_What to produce_
Your response should match the records line for line.

┌──

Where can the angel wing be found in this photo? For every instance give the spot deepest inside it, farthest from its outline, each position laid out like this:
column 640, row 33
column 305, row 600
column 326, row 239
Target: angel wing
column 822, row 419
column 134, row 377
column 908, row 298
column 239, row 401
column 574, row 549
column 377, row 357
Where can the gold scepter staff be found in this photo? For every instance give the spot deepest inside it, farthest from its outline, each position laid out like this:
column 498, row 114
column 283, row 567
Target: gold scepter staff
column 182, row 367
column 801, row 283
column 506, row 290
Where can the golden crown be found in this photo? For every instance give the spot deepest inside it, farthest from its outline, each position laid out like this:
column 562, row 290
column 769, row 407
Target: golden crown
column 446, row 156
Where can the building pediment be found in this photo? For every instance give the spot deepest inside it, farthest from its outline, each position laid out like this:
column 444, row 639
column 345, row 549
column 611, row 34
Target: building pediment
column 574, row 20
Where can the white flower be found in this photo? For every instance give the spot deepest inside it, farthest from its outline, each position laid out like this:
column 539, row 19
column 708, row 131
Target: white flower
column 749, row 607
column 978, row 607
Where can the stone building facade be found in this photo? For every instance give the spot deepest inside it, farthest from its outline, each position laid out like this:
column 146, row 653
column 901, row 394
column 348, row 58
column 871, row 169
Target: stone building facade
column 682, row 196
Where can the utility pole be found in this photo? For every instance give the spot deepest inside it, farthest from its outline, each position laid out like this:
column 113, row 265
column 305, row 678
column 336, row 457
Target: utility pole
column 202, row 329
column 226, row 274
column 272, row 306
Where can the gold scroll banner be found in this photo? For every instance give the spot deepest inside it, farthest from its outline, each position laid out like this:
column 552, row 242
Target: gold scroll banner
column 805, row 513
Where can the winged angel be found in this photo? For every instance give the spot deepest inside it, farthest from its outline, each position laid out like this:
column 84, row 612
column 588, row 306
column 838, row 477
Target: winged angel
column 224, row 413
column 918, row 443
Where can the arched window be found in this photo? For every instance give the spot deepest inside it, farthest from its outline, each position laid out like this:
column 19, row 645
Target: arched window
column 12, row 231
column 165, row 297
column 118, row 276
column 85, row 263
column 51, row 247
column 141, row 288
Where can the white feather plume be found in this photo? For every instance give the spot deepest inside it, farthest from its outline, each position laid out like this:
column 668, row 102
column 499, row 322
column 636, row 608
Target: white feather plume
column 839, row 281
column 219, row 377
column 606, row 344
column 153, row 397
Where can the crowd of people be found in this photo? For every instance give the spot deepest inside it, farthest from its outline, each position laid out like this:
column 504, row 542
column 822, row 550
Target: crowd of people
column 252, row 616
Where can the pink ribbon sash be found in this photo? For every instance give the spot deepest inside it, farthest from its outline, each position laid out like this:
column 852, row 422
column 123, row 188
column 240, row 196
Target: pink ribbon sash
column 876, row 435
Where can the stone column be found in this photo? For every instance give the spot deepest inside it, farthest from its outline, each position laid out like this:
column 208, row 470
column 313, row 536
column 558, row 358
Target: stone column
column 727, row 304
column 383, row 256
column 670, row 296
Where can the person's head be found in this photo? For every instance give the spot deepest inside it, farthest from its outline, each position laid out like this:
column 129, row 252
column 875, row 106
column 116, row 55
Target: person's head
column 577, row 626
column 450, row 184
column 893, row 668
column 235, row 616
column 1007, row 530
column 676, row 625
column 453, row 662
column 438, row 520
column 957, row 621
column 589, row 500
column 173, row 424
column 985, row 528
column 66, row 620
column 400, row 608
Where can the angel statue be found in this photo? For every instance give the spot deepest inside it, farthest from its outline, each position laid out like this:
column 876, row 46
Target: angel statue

└──

_Written response_
Where can the angel wing be found in this photo? For every instance give the spot deepest inside it, farthest from its outline, each position laid out like this:
column 640, row 33
column 305, row 600
column 326, row 239
Target: angel wing
column 822, row 419
column 134, row 377
column 908, row 298
column 239, row 401
column 574, row 549
column 377, row 357
Where can the gold scepter staff be found in this photo? For every instance give the spot deepest inside it, farthest from its outline, each position laid out like this:
column 498, row 114
column 283, row 567
Target: gold scepter staff
column 182, row 367
column 801, row 283
column 506, row 290
Where can the golden crown be found in this photo? For every instance give the spot deepest inside it, farthest from its outline, each position laid out like this:
column 562, row 290
column 769, row 407
Target: golden crown
column 446, row 156
Where can the building pediment be found in this photo? For every instance give the spot deepest inside it, farthest from its outline, each position laid out like this:
column 444, row 639
column 345, row 549
column 611, row 34
Target: building pediment
column 574, row 20
Where can the white flower be found in this photo? For every instance give the spot deepest inside it, farthest from its outline, each position laid out like this:
column 539, row 19
column 708, row 131
Target: white flower
column 749, row 607
column 978, row 607
Where can the stone building facade be found in this photo? For every instance give the spot deepest inside it, farthest from its outline, each position laid out like this:
column 146, row 653
column 901, row 394
column 348, row 58
column 871, row 169
Target: stone building facade
column 682, row 196
Where can the utility pole be found in this photo? For every instance give the spot deepest inside it, farthest from its outline, each position laid out like this:
column 113, row 265
column 305, row 678
column 336, row 457
Target: utility pole
column 202, row 329
column 226, row 274
column 272, row 306
Where can the gold scroll banner be found in this photo? For every instance give the spot deepest inside it, farthest from its outline, each position laid out like this:
column 552, row 242
Target: gold scroll banner
column 805, row 513
Where can the winged angel be found in this photo? For every instance give the spot deepest inside it, farthest from its outline, each position laid out like this:
column 84, row 612
column 588, row 306
column 838, row 477
Target: winged angel
column 224, row 413
column 918, row 443
Where can the arched window be found in this photo? For every instance give the spot deepest inside it, farthest from its outline, each position laid out like this:
column 19, row 645
Target: arched window
column 12, row 231
column 165, row 297
column 118, row 276
column 85, row 263
column 51, row 247
column 141, row 288
Where can the white feather plume be found in this photo? For every instance give the spot deepest inside it, farthest from its outline, each position laid out like this:
column 668, row 102
column 499, row 322
column 636, row 608
Target: white feather plume
column 839, row 281
column 219, row 377
column 606, row 344
column 153, row 397
Where can the crowd of people be found in this photo? For every instance give the spot deepest inside it, farthest from its outline, each position laid out like this:
column 504, row 542
column 822, row 550
Target: crowd of people
column 252, row 616
Where can the pink ribbon sash be found in this photo? For every instance give the spot deepest inside it, farthest from its outline, each position laid out like this:
column 852, row 422
column 123, row 188
column 240, row 196
Target: pink ribbon sash
column 876, row 435
Where can the stone column be found in this photo? For every instance give the spot deepest inside it, farthest from its outline, each position laid out like this:
column 208, row 470
column 313, row 536
column 558, row 358
Target: stone column
column 727, row 304
column 383, row 256
column 670, row 296
Where can the person's head be found in this photo? For every instance give the spot deepest inside it, farthest from its outline, each position laid out like this:
column 129, row 252
column 875, row 106
column 116, row 55
Target: person's head
column 577, row 626
column 450, row 184
column 893, row 668
column 235, row 616
column 1007, row 530
column 676, row 625
column 453, row 662
column 438, row 520
column 957, row 621
column 589, row 500
column 173, row 424
column 985, row 528
column 66, row 620
column 400, row 608
Where can the angel statue be found in this photo? For every instance give the spot deepest inside it, farthest from its outline, each position laid out like this:
column 876, row 46
Target: angel statue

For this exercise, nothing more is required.